Pull out every line in the data below that contains the word "towel", and copy each one.

Dataset records about where objects are located
::::
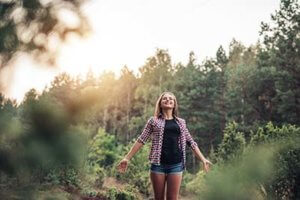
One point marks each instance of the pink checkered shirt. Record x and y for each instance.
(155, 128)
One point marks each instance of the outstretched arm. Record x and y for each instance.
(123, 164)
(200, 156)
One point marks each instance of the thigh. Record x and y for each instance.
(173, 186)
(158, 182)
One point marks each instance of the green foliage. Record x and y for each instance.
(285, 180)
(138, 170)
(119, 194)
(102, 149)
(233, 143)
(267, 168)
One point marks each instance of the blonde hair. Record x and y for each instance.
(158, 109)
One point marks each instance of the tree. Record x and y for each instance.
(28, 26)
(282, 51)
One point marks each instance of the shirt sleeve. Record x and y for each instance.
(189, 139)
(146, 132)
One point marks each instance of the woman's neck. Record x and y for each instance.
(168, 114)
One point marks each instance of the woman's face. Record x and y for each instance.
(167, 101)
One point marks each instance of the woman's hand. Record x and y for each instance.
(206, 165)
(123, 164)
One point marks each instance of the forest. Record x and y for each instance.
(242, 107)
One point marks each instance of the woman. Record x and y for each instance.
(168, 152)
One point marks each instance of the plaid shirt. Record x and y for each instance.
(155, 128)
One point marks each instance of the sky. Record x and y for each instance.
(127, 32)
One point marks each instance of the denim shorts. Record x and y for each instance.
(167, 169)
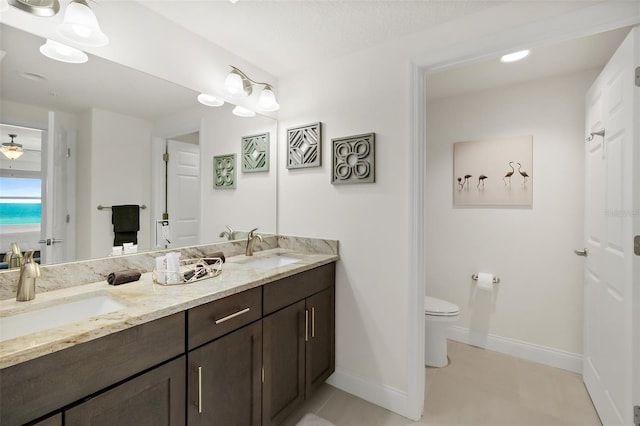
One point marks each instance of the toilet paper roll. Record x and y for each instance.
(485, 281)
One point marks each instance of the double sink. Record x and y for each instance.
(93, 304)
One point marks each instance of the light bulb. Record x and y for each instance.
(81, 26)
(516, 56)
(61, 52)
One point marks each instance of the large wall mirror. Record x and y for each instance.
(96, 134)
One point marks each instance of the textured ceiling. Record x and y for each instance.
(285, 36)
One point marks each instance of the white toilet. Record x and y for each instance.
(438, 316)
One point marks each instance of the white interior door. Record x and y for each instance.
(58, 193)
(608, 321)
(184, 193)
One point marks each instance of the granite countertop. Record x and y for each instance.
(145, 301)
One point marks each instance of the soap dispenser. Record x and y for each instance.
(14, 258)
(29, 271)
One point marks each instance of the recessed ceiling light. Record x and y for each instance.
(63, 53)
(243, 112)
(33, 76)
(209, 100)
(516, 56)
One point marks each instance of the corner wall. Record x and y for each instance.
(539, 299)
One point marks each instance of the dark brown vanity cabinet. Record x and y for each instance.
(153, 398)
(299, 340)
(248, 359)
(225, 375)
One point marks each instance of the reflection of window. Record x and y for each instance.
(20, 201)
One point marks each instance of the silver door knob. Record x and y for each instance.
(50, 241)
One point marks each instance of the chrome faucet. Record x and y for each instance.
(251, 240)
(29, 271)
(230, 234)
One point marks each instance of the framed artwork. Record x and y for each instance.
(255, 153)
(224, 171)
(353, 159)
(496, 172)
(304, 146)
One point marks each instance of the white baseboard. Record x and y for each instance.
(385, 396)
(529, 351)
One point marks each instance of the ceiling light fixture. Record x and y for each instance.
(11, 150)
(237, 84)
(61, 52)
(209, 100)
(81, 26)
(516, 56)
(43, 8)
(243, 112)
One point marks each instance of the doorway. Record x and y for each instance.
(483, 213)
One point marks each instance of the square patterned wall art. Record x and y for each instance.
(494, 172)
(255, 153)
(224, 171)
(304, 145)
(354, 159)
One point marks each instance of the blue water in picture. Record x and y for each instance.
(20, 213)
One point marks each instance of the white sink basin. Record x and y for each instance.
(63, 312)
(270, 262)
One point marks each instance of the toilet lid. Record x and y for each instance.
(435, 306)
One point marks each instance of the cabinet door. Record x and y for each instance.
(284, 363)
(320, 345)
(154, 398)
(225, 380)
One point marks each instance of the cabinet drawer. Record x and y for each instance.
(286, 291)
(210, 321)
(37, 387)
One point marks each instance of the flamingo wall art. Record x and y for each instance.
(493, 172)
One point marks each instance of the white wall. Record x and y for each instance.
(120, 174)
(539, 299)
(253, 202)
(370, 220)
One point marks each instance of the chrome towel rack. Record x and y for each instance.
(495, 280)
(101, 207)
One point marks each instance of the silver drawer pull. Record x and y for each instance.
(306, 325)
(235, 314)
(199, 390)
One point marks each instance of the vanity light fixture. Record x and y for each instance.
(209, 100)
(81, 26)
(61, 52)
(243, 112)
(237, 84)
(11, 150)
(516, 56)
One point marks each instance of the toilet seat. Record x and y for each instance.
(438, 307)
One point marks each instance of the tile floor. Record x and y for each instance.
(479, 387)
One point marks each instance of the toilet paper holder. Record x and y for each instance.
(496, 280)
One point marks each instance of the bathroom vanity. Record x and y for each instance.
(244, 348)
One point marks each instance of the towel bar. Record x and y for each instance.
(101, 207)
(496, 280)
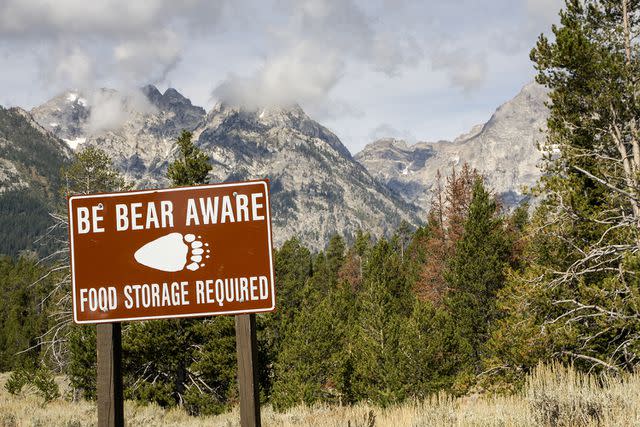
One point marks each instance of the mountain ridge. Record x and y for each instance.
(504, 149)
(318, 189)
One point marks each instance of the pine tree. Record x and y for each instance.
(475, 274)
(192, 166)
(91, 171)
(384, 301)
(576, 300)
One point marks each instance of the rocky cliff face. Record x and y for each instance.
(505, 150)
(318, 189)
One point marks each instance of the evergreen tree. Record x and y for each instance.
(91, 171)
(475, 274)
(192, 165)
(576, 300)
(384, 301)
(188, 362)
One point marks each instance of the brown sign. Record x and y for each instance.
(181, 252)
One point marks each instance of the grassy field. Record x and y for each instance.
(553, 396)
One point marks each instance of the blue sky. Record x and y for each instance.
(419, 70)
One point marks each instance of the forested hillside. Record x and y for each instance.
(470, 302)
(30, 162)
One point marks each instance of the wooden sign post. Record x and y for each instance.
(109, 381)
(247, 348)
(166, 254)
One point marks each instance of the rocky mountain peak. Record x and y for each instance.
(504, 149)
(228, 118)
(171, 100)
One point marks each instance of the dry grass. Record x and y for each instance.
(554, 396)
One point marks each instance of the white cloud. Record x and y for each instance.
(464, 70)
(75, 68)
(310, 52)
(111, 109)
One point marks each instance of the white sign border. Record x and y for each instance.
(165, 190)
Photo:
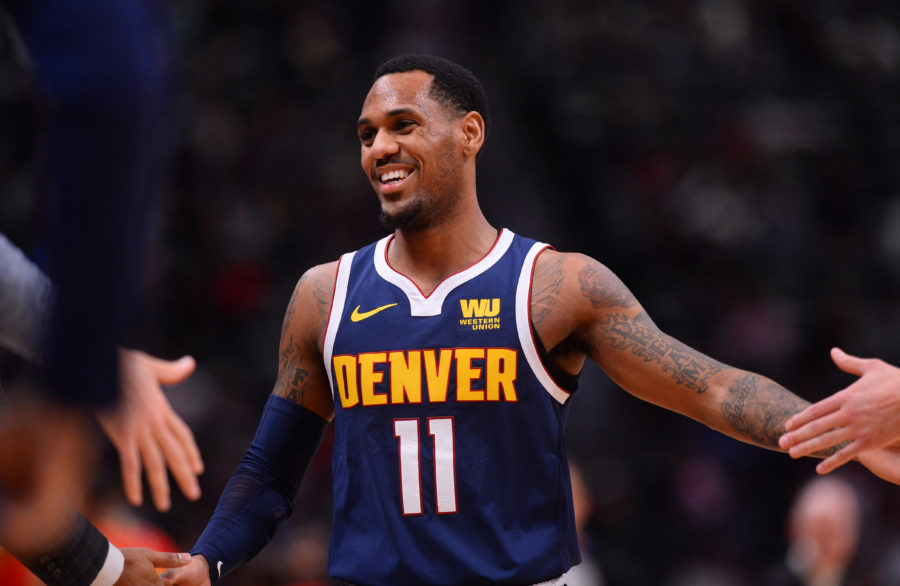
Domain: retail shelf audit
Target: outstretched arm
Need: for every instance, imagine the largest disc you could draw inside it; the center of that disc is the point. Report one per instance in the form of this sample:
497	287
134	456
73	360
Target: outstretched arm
::::
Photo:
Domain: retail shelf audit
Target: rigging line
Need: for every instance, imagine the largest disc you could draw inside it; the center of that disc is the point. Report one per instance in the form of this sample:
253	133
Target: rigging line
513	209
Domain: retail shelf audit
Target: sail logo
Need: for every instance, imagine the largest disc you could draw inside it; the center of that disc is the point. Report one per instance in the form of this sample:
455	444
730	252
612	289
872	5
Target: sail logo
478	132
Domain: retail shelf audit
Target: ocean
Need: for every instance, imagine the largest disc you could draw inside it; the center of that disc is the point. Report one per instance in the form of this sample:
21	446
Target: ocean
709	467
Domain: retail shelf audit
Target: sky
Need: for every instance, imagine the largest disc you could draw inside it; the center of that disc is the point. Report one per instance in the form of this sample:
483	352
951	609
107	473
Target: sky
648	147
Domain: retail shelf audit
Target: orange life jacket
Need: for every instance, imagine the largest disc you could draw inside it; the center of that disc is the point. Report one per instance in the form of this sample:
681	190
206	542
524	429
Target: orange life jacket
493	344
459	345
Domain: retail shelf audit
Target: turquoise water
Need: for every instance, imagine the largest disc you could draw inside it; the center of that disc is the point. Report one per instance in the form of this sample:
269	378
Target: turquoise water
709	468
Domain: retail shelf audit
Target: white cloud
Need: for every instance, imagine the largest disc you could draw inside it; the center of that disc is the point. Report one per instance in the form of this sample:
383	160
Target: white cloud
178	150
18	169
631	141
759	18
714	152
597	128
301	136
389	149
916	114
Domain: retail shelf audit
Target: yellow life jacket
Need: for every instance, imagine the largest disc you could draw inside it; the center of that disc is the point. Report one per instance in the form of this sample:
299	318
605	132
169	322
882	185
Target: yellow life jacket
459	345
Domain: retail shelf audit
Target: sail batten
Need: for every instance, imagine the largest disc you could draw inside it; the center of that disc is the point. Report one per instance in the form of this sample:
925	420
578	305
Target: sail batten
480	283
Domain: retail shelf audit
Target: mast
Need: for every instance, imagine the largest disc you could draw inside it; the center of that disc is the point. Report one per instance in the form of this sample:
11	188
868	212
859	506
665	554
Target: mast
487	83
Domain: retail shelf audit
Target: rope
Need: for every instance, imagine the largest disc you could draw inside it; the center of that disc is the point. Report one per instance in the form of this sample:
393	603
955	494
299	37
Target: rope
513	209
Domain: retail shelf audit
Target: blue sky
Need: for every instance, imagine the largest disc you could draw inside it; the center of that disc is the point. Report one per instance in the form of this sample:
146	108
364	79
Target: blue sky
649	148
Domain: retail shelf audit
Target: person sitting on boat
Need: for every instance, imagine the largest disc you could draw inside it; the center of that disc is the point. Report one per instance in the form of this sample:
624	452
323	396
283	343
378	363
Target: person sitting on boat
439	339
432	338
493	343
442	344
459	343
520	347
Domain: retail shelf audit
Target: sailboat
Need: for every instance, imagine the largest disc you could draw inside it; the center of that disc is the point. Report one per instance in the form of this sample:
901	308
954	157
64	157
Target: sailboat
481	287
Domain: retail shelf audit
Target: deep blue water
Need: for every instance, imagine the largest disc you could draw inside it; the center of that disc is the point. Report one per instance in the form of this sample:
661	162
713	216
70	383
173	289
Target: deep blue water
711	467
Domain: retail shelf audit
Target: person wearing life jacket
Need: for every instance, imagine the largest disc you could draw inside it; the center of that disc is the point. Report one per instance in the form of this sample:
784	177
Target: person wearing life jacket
::::
**EXERCISE OUTPUT**:
One point marks each instance of the chrome towel rack. Record x and y for each instance.
One point marks each instance of the towel bar. Record x and y for each instance.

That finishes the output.